> **Extracted data entries**:
-- Opening Marker --

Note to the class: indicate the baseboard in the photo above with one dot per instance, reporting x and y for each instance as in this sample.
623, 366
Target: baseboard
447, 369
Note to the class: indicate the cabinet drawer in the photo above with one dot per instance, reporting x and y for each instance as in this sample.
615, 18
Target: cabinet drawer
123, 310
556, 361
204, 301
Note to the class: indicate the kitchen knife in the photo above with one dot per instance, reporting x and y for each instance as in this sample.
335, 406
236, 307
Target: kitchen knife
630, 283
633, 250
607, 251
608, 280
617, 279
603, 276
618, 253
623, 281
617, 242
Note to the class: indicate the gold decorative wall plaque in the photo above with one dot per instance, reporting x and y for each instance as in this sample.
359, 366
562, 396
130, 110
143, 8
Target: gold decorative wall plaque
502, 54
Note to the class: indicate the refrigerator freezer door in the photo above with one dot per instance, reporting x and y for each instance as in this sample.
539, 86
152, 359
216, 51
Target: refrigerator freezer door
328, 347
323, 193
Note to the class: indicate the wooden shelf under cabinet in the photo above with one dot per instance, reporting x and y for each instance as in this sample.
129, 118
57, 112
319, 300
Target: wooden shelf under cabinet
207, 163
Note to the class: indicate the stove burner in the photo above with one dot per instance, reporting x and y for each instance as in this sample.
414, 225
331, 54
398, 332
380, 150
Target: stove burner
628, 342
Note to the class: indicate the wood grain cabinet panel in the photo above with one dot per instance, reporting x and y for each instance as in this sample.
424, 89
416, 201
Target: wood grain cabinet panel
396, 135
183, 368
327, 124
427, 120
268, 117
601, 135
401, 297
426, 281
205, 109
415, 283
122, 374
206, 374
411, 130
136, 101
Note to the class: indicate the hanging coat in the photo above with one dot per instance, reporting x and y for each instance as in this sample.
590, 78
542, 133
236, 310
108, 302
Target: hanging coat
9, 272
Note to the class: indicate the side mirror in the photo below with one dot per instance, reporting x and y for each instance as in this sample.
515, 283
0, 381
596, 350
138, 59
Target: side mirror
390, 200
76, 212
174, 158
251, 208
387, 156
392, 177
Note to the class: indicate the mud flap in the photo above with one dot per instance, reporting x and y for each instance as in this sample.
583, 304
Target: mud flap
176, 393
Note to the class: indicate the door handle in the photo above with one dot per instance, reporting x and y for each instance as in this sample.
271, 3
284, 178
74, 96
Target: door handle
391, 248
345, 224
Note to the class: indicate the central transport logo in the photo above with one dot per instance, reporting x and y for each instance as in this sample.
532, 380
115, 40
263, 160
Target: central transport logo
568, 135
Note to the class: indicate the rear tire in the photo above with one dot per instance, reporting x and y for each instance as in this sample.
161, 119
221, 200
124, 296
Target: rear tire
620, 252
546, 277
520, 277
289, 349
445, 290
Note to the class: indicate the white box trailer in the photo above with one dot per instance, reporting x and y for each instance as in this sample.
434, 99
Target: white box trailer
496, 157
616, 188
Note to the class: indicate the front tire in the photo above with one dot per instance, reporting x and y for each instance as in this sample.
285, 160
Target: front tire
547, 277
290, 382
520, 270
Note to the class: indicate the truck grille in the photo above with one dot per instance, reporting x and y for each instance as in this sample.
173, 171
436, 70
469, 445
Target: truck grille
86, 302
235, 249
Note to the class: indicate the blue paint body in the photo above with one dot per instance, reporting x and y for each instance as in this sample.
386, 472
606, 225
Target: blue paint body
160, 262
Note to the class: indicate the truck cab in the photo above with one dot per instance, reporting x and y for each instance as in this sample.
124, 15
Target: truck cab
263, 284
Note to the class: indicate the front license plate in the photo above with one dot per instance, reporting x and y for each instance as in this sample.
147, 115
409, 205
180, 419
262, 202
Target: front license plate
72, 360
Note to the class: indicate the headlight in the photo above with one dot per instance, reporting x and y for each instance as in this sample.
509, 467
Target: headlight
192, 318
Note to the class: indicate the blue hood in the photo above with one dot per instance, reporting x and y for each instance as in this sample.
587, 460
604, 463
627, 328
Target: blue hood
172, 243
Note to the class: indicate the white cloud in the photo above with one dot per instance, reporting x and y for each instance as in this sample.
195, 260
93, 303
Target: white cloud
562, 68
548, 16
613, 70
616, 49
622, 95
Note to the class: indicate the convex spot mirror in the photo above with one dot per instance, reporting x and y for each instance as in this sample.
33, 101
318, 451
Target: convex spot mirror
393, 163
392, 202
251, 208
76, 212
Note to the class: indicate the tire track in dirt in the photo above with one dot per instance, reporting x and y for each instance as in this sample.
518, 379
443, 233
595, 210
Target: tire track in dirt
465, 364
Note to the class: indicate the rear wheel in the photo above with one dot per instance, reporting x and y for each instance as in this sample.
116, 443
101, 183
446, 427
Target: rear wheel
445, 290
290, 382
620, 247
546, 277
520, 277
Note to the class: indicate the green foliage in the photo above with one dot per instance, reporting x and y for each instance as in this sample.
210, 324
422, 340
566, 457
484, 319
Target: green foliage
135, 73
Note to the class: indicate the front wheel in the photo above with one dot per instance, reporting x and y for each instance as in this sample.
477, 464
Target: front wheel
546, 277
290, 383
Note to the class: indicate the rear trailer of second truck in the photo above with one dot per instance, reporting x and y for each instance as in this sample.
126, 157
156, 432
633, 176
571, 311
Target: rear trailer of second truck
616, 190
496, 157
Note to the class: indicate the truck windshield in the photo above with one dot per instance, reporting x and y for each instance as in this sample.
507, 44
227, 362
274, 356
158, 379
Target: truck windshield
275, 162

-- Closing Marker --

> **EXERCISE DETAILS**: Transcribe the entries above exactly.

> **OUTPUT FOR THIS EXERCISE**:
Note to the class: indicate the baseboard in the photo above with one dot per instance, reporting x and y for each instance as in this sample.
623, 366
Target: baseboard
447, 369
Note to the class: indicate the cabinet drawer in the photo above with one dot per instance, reporting x and y for each instance as in this sample.
615, 18
Target: cabinet drawer
123, 310
556, 361
204, 301
Note to the class: indicate the kitchen knife in the photo above with one dot per instance, reporting x and y for each instance as in this sample.
335, 406
236, 307
Target: kitchen knife
630, 283
633, 250
607, 251
608, 280
617, 279
603, 276
618, 253
623, 281
617, 242
Note to the class: indicate the gold decorative wall plaque in the photo above with one dot per instance, reporting x and y for each instance as in this sample.
359, 366
562, 396
130, 110
143, 8
Target: gold decorative wall plaque
502, 54
Note to the class: indicate the refrigerator freezer door in the photo above with one dot per instance, reporting x and y for each instance as in this sample.
539, 86
152, 359
216, 51
Target: refrigerator freezer door
328, 347
323, 193
Note to the class: indicate the wooden shelf under cabinet in the photo above with one dot per instance, reporting x and y for each instance as in this sample.
129, 118
57, 112
319, 300
Target: wooden shelf under cabinet
207, 163
Note to the class: indicate the stove burner in the photo above with one dot per instance, reporting x and y for each instance as in this sample.
414, 225
331, 54
398, 332
380, 150
Target: stove burner
628, 342
Note to the class: indicate the wood grain cabinet panel in the photo above with one dot per instance, reporting x and y for each instance as in this sample.
424, 89
416, 201
Target: wood grain cabinet panel
396, 135
183, 368
327, 124
427, 120
268, 117
601, 135
401, 297
426, 281
205, 109
415, 283
122, 374
206, 374
411, 130
136, 101
Note to the class: indicate the hanging coat in the photo above with one dot per instance, reporting x and y for each instance as in this sample.
590, 78
542, 133
236, 310
108, 302
Target: hanging coat
9, 272
Note to the class: indicate the side mirror in the photo below with one dot per instance, reporting x and y for each instance as in this sample.
515, 283
0, 381
596, 350
138, 59
Target: side mirror
390, 200
76, 212
174, 158
251, 208
387, 156
392, 177
Note to the class: indicate the mud flap in the photo above with one dot per instance, reporting x and y for each instance as in this sample.
583, 304
Target: mud flap
176, 393
Note to the class: indicate the door handle in the photo above with one dot per instance, reporting x and y for each instance as in this sample.
271, 3
284, 178
74, 96
Target: door handle
391, 248
345, 224
Note to the class: indicate the central transport logo in the photo above with one dot per instance, reporting x and y for each instance as in this sample.
532, 380
115, 40
263, 160
Target: central transport logo
568, 135
Note to the class: indicate the rear tire in the photo above with one dot per instance, reporting x and y for each instance as in this sample.
161, 119
221, 200
124, 296
Target: rear tire
620, 252
546, 277
520, 277
289, 349
445, 290
Note to the class: indicate the white box trailer in the photo above with one dot per instance, reporting x and y for each instance as in this sample.
434, 99
Target: white box trailer
496, 157
616, 188
Note to the class: indicate the front tire in the photo above with one dot per instance, reporting x and y for each instance as in this sample.
285, 160
Target: front tire
547, 277
290, 382
520, 270
Note to the class: indicate the truck grille in the photo above with one dot per instance, reporting x and y for each instance as in this sample.
173, 171
436, 70
469, 445
Target: truck grille
86, 302
235, 249
Note to the class: indicate the blue paint body in the photo above with one dot per instance, reporting x and y for each instance as in this sample.
386, 472
606, 225
Target: blue paint body
160, 262
Note to the class: indicate the truck cab in the photo above with one dot per instance, reporting x and y for each instance as in this sample.
124, 15
Target: truck cab
263, 284
Note to the class: indicate the front license plate in the photo above with one dot per instance, reporting x and y for each instance as in this sample.
147, 115
409, 205
180, 419
262, 202
Target: front license plate
72, 360
Note to the class: indicate the headlight in the photo above with one dot per instance, reporting x and y for each instance as in this sample.
509, 467
Target: headlight
192, 318
Note to the class: indicate the blue hood in the photo above with one dot per instance, reporting x and y for each instance as in this sample.
587, 460
604, 463
627, 328
Target: blue hood
172, 243
Note to the class: indicate the white cloud in the photo above with one dot per instance, reporting x and y for each instance as in this sample.
195, 260
93, 303
Target: white cloud
562, 68
548, 16
613, 70
616, 49
622, 95
Note to the class: indicate the convex spot mirror in the photo above with one dot per instance, reporting x and y for each instance as in this sample.
33, 101
318, 451
Target: convex spot mirror
393, 163
392, 202
251, 208
76, 212
Note to the class: indicate the tire track in dirt in the photo above with one dot per instance, reporting x and y for each instance as in this sample.
518, 379
443, 233
595, 210
Target: tire track in dirt
465, 364
Note to the class: indicate the rear wheel in the photo above with one dot per instance, reporting x and y for each instance as in this sample.
116, 443
101, 183
446, 427
Target: rear wheel
445, 290
290, 382
620, 247
546, 277
520, 277
Note to the class: indicate the green foliage in the photo above with one dot per instance, reporting x and y for each instance as in this sample.
210, 324
422, 340
566, 457
484, 319
Target: green foliage
135, 73
Note to the class: indicate the front wheel in the photo above with one dot per instance, reporting x and y for each instance as in this sample.
477, 464
Target: front wheel
546, 277
290, 383
Note to the class: indicate the rear trailer of second truck in the photo above with one dot per instance, reporting x and y for each instance as in this sample.
126, 157
156, 432
633, 176
571, 311
Target: rear trailer of second truck
616, 190
496, 157
Note to the class: indicate the truck windshield in the photo above with one dot per instance, reporting x and y for each instance as in this sample.
507, 44
227, 362
274, 356
158, 379
Target: truck windshield
275, 162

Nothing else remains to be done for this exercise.